> **SUPPLIED ENTRIES**
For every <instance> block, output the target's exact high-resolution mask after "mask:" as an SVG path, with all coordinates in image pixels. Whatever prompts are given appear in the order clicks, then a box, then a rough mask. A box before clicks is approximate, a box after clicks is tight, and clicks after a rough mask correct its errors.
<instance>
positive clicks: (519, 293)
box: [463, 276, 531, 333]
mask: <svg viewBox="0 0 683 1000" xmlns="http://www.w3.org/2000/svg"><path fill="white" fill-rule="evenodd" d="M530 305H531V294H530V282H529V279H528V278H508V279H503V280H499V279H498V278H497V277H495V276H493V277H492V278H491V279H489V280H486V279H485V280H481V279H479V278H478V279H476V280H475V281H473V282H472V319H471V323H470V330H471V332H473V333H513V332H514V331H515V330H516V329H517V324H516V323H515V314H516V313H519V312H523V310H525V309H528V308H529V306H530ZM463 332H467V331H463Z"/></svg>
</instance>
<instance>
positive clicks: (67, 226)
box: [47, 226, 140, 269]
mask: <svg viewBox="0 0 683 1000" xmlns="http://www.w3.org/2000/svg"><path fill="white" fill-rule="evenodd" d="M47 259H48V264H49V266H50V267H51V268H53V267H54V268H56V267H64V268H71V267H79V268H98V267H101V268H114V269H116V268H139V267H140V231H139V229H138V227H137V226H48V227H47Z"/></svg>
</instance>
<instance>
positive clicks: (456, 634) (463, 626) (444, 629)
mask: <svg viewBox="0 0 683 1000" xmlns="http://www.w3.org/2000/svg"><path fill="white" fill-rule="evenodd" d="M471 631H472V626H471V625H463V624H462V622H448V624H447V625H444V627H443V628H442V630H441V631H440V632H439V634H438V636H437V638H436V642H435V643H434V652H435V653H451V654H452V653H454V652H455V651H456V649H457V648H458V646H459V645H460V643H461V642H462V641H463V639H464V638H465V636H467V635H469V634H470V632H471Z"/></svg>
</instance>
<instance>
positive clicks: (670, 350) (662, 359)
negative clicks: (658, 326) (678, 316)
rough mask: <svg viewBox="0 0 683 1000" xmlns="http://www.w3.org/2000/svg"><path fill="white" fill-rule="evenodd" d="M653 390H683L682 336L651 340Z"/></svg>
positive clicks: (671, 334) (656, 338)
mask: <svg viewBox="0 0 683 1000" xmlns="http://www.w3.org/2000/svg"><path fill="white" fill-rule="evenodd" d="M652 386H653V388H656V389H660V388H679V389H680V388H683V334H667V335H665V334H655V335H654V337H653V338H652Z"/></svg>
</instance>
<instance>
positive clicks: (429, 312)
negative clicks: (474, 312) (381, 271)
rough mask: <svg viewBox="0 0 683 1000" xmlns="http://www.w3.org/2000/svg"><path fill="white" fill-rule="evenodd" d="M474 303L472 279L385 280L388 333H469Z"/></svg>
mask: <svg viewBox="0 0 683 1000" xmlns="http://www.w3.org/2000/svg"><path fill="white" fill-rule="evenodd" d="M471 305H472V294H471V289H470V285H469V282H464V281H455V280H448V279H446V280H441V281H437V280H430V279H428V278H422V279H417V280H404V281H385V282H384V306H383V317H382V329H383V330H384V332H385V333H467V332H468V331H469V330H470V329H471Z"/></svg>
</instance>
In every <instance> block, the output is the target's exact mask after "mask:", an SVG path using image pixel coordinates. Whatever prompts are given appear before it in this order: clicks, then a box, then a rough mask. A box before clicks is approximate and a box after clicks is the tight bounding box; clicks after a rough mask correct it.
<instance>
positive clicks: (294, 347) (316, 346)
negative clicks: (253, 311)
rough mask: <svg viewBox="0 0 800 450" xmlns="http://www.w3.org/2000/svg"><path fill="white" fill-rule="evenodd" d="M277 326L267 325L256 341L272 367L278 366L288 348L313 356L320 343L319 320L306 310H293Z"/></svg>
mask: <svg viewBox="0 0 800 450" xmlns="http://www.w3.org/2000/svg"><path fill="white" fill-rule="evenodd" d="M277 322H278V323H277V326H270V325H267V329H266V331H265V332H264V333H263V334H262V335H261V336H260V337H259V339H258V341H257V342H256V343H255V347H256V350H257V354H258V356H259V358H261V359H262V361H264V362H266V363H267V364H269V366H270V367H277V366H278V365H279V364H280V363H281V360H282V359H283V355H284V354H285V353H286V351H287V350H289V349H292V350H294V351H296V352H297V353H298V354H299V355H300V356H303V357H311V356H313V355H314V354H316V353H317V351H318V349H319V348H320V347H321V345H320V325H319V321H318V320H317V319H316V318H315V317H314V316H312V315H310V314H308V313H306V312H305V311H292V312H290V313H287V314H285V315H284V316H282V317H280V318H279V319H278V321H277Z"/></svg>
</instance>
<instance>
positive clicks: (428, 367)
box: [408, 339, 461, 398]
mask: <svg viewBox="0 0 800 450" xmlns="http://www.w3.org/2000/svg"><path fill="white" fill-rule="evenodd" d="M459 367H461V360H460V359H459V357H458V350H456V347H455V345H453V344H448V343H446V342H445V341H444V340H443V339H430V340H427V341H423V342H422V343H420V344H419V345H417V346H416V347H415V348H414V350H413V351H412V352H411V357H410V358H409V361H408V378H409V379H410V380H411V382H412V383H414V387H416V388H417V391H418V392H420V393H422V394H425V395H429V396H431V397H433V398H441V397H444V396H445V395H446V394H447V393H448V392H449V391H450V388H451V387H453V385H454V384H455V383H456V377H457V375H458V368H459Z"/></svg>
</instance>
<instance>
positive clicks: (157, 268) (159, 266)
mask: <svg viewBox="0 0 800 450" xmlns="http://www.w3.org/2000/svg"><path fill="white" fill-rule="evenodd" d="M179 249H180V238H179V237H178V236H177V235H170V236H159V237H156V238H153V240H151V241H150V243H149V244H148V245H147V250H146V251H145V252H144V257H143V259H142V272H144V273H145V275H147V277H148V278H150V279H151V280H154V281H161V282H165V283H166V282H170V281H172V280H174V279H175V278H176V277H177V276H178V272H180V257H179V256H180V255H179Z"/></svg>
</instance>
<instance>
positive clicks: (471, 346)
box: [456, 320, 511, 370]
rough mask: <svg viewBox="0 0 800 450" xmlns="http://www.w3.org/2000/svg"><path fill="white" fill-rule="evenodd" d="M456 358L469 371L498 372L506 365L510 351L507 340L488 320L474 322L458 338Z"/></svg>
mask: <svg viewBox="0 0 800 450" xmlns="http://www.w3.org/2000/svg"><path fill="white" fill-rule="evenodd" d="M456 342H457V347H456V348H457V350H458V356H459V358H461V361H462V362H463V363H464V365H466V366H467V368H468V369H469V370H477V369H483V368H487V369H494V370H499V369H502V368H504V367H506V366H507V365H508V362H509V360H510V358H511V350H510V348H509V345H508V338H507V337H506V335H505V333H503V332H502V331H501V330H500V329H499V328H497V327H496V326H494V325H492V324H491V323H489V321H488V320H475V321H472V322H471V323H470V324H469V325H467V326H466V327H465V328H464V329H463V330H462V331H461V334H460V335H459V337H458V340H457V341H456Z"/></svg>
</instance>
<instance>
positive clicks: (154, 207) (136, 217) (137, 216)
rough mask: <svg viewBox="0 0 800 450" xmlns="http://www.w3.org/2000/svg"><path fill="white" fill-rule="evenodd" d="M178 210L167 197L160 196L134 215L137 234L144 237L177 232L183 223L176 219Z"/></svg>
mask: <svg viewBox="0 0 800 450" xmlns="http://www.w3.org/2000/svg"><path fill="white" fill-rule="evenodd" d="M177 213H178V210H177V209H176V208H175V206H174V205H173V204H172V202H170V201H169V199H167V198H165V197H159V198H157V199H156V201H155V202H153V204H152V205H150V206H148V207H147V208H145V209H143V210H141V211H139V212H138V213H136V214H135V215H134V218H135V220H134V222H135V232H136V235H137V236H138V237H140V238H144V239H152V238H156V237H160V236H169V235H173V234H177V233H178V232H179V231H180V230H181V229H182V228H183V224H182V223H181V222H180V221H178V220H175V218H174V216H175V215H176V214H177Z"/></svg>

> **TASK PROMPT**
Only the lines holding the string "negative" are needed; copy each of them from the material above.

> **RESPONSE FOR THIS EXERCISE**
negative clicks: (658, 326) (678, 316)
negative clicks: (474, 312) (381, 271)
negative clicks: (253, 311)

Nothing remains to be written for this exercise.